**EXERCISE AIM:**
Turn the data below into a numbered list, leaving out any blank lines.
====
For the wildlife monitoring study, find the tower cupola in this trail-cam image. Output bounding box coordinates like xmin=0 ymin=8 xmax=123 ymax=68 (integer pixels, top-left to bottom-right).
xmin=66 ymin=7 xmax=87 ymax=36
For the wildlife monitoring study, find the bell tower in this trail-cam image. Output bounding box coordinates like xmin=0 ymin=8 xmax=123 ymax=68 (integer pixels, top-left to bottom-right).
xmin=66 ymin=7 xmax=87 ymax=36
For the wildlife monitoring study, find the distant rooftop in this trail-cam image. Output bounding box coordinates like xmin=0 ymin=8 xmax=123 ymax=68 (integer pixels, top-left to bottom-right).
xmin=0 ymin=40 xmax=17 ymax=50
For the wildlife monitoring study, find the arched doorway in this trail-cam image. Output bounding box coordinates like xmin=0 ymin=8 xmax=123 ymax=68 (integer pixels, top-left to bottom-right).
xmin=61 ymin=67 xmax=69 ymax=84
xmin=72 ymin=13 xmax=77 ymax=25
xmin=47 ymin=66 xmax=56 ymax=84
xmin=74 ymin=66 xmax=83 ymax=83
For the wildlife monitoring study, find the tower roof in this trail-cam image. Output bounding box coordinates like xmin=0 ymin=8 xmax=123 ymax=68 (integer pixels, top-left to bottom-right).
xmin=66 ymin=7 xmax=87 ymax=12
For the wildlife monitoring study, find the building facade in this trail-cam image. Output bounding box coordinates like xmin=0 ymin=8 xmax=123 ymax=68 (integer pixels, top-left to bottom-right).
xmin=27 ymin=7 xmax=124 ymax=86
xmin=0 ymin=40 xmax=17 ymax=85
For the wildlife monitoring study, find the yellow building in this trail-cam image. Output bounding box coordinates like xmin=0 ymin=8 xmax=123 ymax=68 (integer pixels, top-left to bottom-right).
====
**ANSWER IN FULL:**
1. For the wildlife monitoring study, find the tower cupola in this trail-cam image. Output bounding box coordinates like xmin=0 ymin=8 xmax=123 ymax=68 (integer pixels, top-left to bottom-right).
2. xmin=66 ymin=7 xmax=87 ymax=36
3. For the wildlife monitoring study, find the bell tower in this trail-cam image. Output bounding box coordinates like xmin=0 ymin=8 xmax=123 ymax=68 (integer pixels, top-left to bottom-right).
4. xmin=66 ymin=7 xmax=87 ymax=36
5. For the wildlife monitoring study, find the distant rooftop in this trail-cam image. Output bounding box coordinates like xmin=0 ymin=8 xmax=123 ymax=68 (integer pixels, top-left to bottom-right).
6. xmin=0 ymin=40 xmax=17 ymax=50
7. For the wildlife monitoring study, find the arched doorway in this trail-cam image. Output bounding box coordinates like xmin=0 ymin=8 xmax=123 ymax=68 (integer pixels, top-left to bottom-right).
8. xmin=61 ymin=67 xmax=69 ymax=84
9. xmin=72 ymin=13 xmax=77 ymax=25
10. xmin=47 ymin=66 xmax=56 ymax=84
11. xmin=74 ymin=66 xmax=83 ymax=83
12. For the wildlife monitoring study, find the tower roof in this trail-cam image. Output bounding box coordinates like xmin=0 ymin=8 xmax=123 ymax=68 (integer pixels, top-left to bottom-right).
13. xmin=66 ymin=7 xmax=87 ymax=12
14. For the wildlife monitoring study, find the building facade in this trail-cam image. Output bounding box coordinates like xmin=0 ymin=8 xmax=123 ymax=68 (integer pixels, top-left to bottom-right).
15. xmin=27 ymin=7 xmax=124 ymax=86
16. xmin=0 ymin=40 xmax=17 ymax=85
17. For the wildlife monitoring study, find the yellow building in this trail-cam image. Output bounding box coordinates like xmin=0 ymin=8 xmax=123 ymax=68 (integer pixels, top-left to bottom-right).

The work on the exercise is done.